- _Supplied text_
-.-.-
Annotation Tools, Downloads, and Beyond

Annotation Tools

Annotation is the practice of capturing the activities and localization of a gene product with GO terms, providing references and indicating what kind of evidence is available to support the annotations. More information on how this is done can be found in the Guide to GO Annotation Policies. Members of the GO Consortium make their annotation data freely available to the public as part of the data accessed by AmiGO 2, the GO browser and search engine. Annotation data sets from individual databases can found on the GO annotations page.

In addition, the GO consortium has prepared GO slims, 'slimmed down' versions of the ontologies that allow you to annotate genomes or sets of gene products to gain a high-level view of gene functions. Using GO slims you can, for example, work out what proportion of a genome is involved in signal transduction, biosynthesis or reproduction. See the GO Slim Guide for more information.

Downloads

All data from the GO project is freely available. Visit the 'Downloads' page to obtain the ontology data in a number of different formats, including XML and mySQL. The GO file format guide has more information on these formats.

If you need lists of the genes or gene products that have been associated with a particular GO term, the current Annotations table tracks the number of annotations and provides links to the gene association files for each of the collaborating databases is available.

Contributing to GO

The GO project is constantly evolving, and we welcome feedback from all users. Learn more about how you can contribute to the GO by visiting our instructions page.

Beyond GO

GO allows us to annotate genes and their products with a limited set of attributes. For example, the GO does not allow for the description of genes in terms of which cells or tissues they're expressed in, which developmental stages they're expressed at, or their involvement in disease. It is not necessary for the GO to do these things because other ontologies are being developed for these purposes. The GO Consortium supports the development of other ontologies, and all the tools for editing and curating ontologies are freely available to the public. A list of freely available ontologies that are relevant to genomics and proteomics and are structured similarly to GO can be found at the Open Biomedical Ontologies website. A larger list, which includes the ontologies listed at OBO and also other controlled vocabularies that do not fulfill the OBO criteria is available at the Ontology Working Group section of the Microarray Gene Expression Data (MGED) Network site.

Cross-products:

The existence of several ontologies will also allow us to create 'cross-products' that maximize the utility of each ontology while avoiding redundancy. For example, by combining the developmental terms in the GO process ontology with a second ontology that describes Drosophila anatomical structures, we could create an ontology of fly development. We could repeat this process for other organisms without having to clutter up GO with large numbers of species-specific terms. Similarly, we could create an ontology of biosynthetic pathways by combining the biosynthesis terms in the GO process ontology with a chemical ontology.

Mappings to other classification systems:

GO is not the only attempt to build structured controlled vocabularies for genome annotation, nor is it the only such series of catalogs in current use. The GO project provides mappings between GO and these other systems, although we caution that these mappings are neither complete nor exact and should only to be used as a guide.
-.-.-
- _Given records_
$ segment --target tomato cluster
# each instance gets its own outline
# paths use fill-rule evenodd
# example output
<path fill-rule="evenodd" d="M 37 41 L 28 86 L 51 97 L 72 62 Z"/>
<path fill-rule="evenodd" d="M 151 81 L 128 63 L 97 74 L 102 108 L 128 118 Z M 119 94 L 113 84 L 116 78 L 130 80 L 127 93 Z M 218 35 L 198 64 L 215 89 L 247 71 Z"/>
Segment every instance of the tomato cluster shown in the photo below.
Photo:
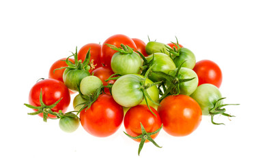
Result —
<path fill-rule="evenodd" d="M 125 134 L 152 142 L 162 128 L 175 137 L 191 134 L 202 115 L 225 113 L 218 88 L 220 67 L 209 60 L 196 62 L 194 53 L 176 43 L 163 43 L 115 35 L 88 43 L 54 62 L 48 79 L 31 89 L 26 106 L 45 122 L 59 119 L 61 130 L 79 124 L 99 137 L 114 134 L 124 123 Z M 66 112 L 70 94 L 76 94 Z"/>

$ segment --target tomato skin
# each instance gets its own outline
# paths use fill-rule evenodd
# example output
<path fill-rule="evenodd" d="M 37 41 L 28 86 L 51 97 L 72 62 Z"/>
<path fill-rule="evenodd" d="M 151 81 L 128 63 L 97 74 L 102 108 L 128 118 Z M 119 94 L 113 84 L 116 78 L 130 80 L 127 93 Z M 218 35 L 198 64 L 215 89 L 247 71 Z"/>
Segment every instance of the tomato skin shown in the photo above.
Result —
<path fill-rule="evenodd" d="M 199 78 L 198 86 L 203 84 L 212 84 L 220 88 L 223 81 L 221 68 L 214 62 L 202 60 L 197 62 L 193 69 Z"/>
<path fill-rule="evenodd" d="M 171 95 L 165 98 L 160 105 L 158 111 L 163 124 L 162 128 L 172 136 L 190 134 L 201 123 L 200 106 L 188 96 Z"/>
<path fill-rule="evenodd" d="M 135 45 L 137 48 L 137 50 L 140 52 L 144 56 L 147 56 L 147 54 L 146 52 L 146 43 L 142 41 L 141 39 L 137 38 L 132 38 L 133 41 L 135 43 Z"/>
<path fill-rule="evenodd" d="M 109 79 L 109 77 L 114 74 L 115 73 L 112 71 L 111 68 L 109 67 L 100 67 L 91 71 L 91 74 L 94 76 L 98 77 L 101 79 L 103 83 L 103 86 L 107 86 L 108 84 L 114 84 L 115 80 L 109 80 L 105 82 L 104 80 Z M 106 88 L 104 89 L 104 92 L 106 94 L 110 94 L 109 90 Z"/>
<path fill-rule="evenodd" d="M 143 100 L 143 93 L 141 89 L 140 77 L 128 74 L 118 78 L 112 87 L 112 95 L 115 101 L 125 107 L 137 105 Z"/>
<path fill-rule="evenodd" d="M 81 124 L 89 134 L 106 137 L 114 134 L 124 119 L 124 110 L 110 94 L 100 94 L 86 111 L 80 113 Z"/>
<path fill-rule="evenodd" d="M 122 43 L 133 48 L 134 51 L 137 50 L 135 43 L 128 36 L 121 34 L 112 35 L 105 40 L 101 48 L 100 60 L 104 66 L 111 67 L 112 56 L 116 52 L 116 50 L 111 49 L 106 43 L 115 46 L 117 48 L 120 48 Z"/>
<path fill-rule="evenodd" d="M 175 75 L 177 68 L 175 71 L 171 71 L 169 74 Z M 194 78 L 195 77 L 195 78 Z M 192 80 L 180 84 L 180 94 L 190 96 L 197 89 L 198 85 L 198 77 L 197 73 L 190 69 L 182 67 L 177 75 L 179 79 L 191 79 Z"/>
<path fill-rule="evenodd" d="M 100 60 L 100 53 L 101 53 L 101 45 L 99 43 L 87 43 L 83 46 L 79 50 L 77 54 L 77 58 L 79 60 L 83 61 L 85 59 L 86 54 L 90 48 L 90 61 L 93 60 L 93 65 L 95 66 L 95 69 L 102 67 L 102 65 Z"/>
<path fill-rule="evenodd" d="M 40 102 L 41 90 L 42 101 L 46 105 L 53 105 L 63 98 L 51 109 L 53 111 L 59 112 L 59 110 L 61 110 L 63 113 L 66 111 L 70 103 L 70 94 L 68 88 L 63 82 L 53 79 L 46 79 L 38 82 L 29 92 L 29 103 L 30 105 L 35 107 L 41 106 Z M 42 113 L 40 113 L 39 115 L 43 117 Z M 50 117 L 56 117 L 55 115 L 51 114 L 48 115 Z"/>
<path fill-rule="evenodd" d="M 169 46 L 172 49 L 173 49 L 173 47 L 175 47 L 176 48 L 176 50 L 177 50 L 177 46 L 175 44 L 174 44 L 173 43 L 167 43 L 167 45 Z M 183 46 L 180 45 L 180 43 L 179 43 L 179 46 L 180 48 L 184 48 Z"/>
<path fill-rule="evenodd" d="M 63 73 L 66 69 L 58 69 L 55 70 L 56 69 L 59 69 L 61 67 L 68 67 L 68 65 L 66 63 L 66 60 L 67 58 L 61 58 L 57 61 L 55 61 L 50 68 L 49 73 L 48 73 L 48 77 L 51 79 L 57 79 L 61 82 L 63 81 Z M 74 60 L 73 58 L 69 58 L 68 60 L 71 61 L 72 62 L 74 63 Z M 54 71 L 54 72 L 53 72 Z"/>
<path fill-rule="evenodd" d="M 126 113 L 124 118 L 124 124 L 126 132 L 132 137 L 141 134 L 141 122 L 147 132 L 153 132 L 161 127 L 162 122 L 158 113 L 153 107 L 151 110 L 156 117 L 150 111 L 146 105 L 138 105 L 131 107 Z M 154 139 L 159 132 L 151 135 Z M 134 139 L 140 142 L 141 139 Z M 145 141 L 149 142 L 148 140 Z"/>
<path fill-rule="evenodd" d="M 72 91 L 77 92 L 78 86 L 80 85 L 81 80 L 91 74 L 87 70 L 72 69 L 66 68 L 63 73 L 63 80 L 65 85 Z"/>
<path fill-rule="evenodd" d="M 132 73 L 141 73 L 142 60 L 140 56 L 133 52 L 123 54 L 119 52 L 115 53 L 111 58 L 111 69 L 115 73 L 122 75 Z"/>
<path fill-rule="evenodd" d="M 169 71 L 176 69 L 173 60 L 167 54 L 163 53 L 155 53 L 154 55 L 152 71 L 168 73 Z M 150 62 L 153 59 L 153 55 L 147 56 L 146 59 Z M 148 77 L 154 82 L 162 80 L 162 79 L 159 78 L 154 73 L 150 73 Z"/>
<path fill-rule="evenodd" d="M 199 86 L 190 96 L 199 104 L 204 115 L 209 115 L 209 109 L 213 108 L 216 101 L 222 98 L 218 88 L 211 84 Z M 223 101 L 218 103 L 221 105 Z"/>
-.-.-
- _Exercise aim_
Reproduce word for word the stretch of the Gene Ontology page starting with "All data from" and going on through "our instructions page.".

- _Finished exercise_
All data from the GO project is freely available. Visit the 'Downloads' page to obtain the ontology data in a number of different formats, including XML and mySQL. The GO file format guide has more information on these formats.

If you need lists of the genes or gene products that have been associated with a particular GO term, the current Annotations table tracks the number of annotations and provides links to the gene association files for each of the collaborating databases is available.

Contributing to GO

The GO project is constantly evolving, and we welcome feedback from all users. Learn more about how you can contribute to the GO by visiting our instructions page.